| TEXT PASSAGE |
········

Can you imagine how annoyed I was? The expense and the pain and the leaving our daughter over night was all for what? NOTHING?! Are you kidding me? I can just about justify it all when I have an appointment, or even better, several appointments but seriously. When it's for nothing? It really hit me, the injustice of it all!
We decided to go and talk to the hospital PALS about the likelihood of getting some sort of financial support when I have my op (to help put Tony in a hotel so I don't have to be alone with no one to visit me, remember this op is taking place over 4 hours away from home) and as we expected were told that there is nowhere to turn. No government funding, no charity, nothing. The expense was ours to bare. Well, that was enough for me and I did something I very rarely do! I cried! How embarrassing! If I do ever cry it's in the privacy of my own home, never in public but there I was in my wheelchair in the hospital foyer crying!
We made our way back to the station and began our journey home.
That was Wednesday. Amelia-Rose had had a rather unfortunate accident at school that day and she was up all night Wednesday night in pain with her injury (I shan't say too much but lets just say she fell heavily with one leg either side of a triangular wooden climbing frame!) I had her in bed with me but every 2-3 minutes or so she was crying 'Mumma, Mumma it hurts'. I think I eventually got her settled into a deep (ish) sleep at about 5.30am.

········

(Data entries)
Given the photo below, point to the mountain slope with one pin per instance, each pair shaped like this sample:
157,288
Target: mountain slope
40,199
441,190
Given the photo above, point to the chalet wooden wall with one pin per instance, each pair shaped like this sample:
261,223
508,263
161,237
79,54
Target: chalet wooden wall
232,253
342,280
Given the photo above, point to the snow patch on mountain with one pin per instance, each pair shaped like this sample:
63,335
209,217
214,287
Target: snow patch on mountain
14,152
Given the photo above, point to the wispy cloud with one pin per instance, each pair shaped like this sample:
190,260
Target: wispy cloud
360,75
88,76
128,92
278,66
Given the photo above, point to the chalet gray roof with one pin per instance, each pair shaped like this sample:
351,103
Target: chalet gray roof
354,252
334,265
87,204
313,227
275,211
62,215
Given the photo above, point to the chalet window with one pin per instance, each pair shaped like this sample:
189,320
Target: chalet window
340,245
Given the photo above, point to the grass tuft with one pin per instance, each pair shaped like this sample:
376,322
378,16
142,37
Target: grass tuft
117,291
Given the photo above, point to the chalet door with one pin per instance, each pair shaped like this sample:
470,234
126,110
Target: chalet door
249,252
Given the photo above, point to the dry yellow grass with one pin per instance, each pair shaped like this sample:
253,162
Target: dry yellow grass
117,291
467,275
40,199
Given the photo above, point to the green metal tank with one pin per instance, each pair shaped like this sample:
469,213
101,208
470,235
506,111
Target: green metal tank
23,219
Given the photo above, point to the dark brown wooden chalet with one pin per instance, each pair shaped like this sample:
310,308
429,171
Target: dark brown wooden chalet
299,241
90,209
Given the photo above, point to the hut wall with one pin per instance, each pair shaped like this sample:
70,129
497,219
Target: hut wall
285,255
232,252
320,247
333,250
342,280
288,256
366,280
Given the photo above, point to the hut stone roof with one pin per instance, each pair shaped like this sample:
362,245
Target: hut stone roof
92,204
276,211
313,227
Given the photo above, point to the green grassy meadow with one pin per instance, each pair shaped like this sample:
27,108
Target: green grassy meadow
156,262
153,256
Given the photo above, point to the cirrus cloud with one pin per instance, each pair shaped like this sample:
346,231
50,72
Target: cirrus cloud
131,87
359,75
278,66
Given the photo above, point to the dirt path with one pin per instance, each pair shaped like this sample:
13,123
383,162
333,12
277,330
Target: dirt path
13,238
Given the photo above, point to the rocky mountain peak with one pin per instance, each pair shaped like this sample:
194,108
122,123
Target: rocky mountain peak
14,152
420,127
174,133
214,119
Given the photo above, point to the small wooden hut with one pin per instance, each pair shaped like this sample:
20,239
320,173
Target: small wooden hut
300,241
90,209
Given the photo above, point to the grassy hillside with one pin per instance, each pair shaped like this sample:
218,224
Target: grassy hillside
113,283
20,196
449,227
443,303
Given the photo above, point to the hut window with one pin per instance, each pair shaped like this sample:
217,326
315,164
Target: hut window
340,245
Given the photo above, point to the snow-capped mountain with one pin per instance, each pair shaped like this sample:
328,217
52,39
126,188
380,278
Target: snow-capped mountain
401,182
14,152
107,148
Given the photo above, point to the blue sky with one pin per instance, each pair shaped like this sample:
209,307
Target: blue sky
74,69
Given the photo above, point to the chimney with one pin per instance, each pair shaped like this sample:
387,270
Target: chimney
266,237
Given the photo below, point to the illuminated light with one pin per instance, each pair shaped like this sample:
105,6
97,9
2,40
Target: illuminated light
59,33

········

| COMPLETE THE FOLLOWING |
1 - Answer these questions using the account of the hospital trip:
(a) How far from home will the operation take place?
(b) Where was the writer sitting when the crying happened?
(c) At about what time did Amelia-Rose finally settle into a deep (ish) sleep?
2 - Carry on the account of the hospital trip, starting after its final sentence.
The data entries have no role in this work.

| ANSWERS TO THE TASKS |
1 -
(a) Over 4 hours away from home.
(b) In a wheelchair in the hospital foyer.
(c) At about 5.30am.

2 -
There was no way I was sending her to school after such a restless night and felt that she needed to see the doctor just to check that she hadn't actually damaged her pelvis (which she hadn't) but the day after a London trip is always a hard day that I have to set aside as a rest day. Obviously that's never going to happen with a beautiful bouncy 5 year old so by Thursday night I was on my knees tired.
Just in time to wake up Friday morning with a blinding stomach and the arrival of my 'moon time' as some ladies refer to it.
I know I've mentioned this is previous posts but my cycle causes me a tremendous amount of pain. Instead of run of the mill stomach cramps my body reacts as if I am miscarrying and I have proper contractions, relentlessly for 48 hours. By the end of Friday night I was unable to cope with the pain anymore, when it gets this bad I stop being Chloe and am completely consumed. I was rocking and groaning (seriously, it's just like being in labour, the noises are involuntary!) with my head buried in the pillow, I had shut the bedroom door but Amelia-Rose walked in, I don't know how long she had been there because I was in such a ridiculous amount of pain but it upset her. At bedtime she wouldn't come back in the room without Tony and he wasn't allowed to leave. I had settled a bit by then and tried with all my strength to pull myself together for her sake but when you're in that much pain you aren't yourself anymore.
I was devastated that she had seen me in such a state, I try very hard to hide my discomfort from Amelia-Rose but she saw me at my worst.
That on top of everything else was the straw that broke the camels back and for the rest of the weekend the most insignificant thing would make me cry. One I started I just couldn't stop. Great big sobs of tears came frequently and I had to steal many moments to sneak off to shelter Amelia-Rose from my upset.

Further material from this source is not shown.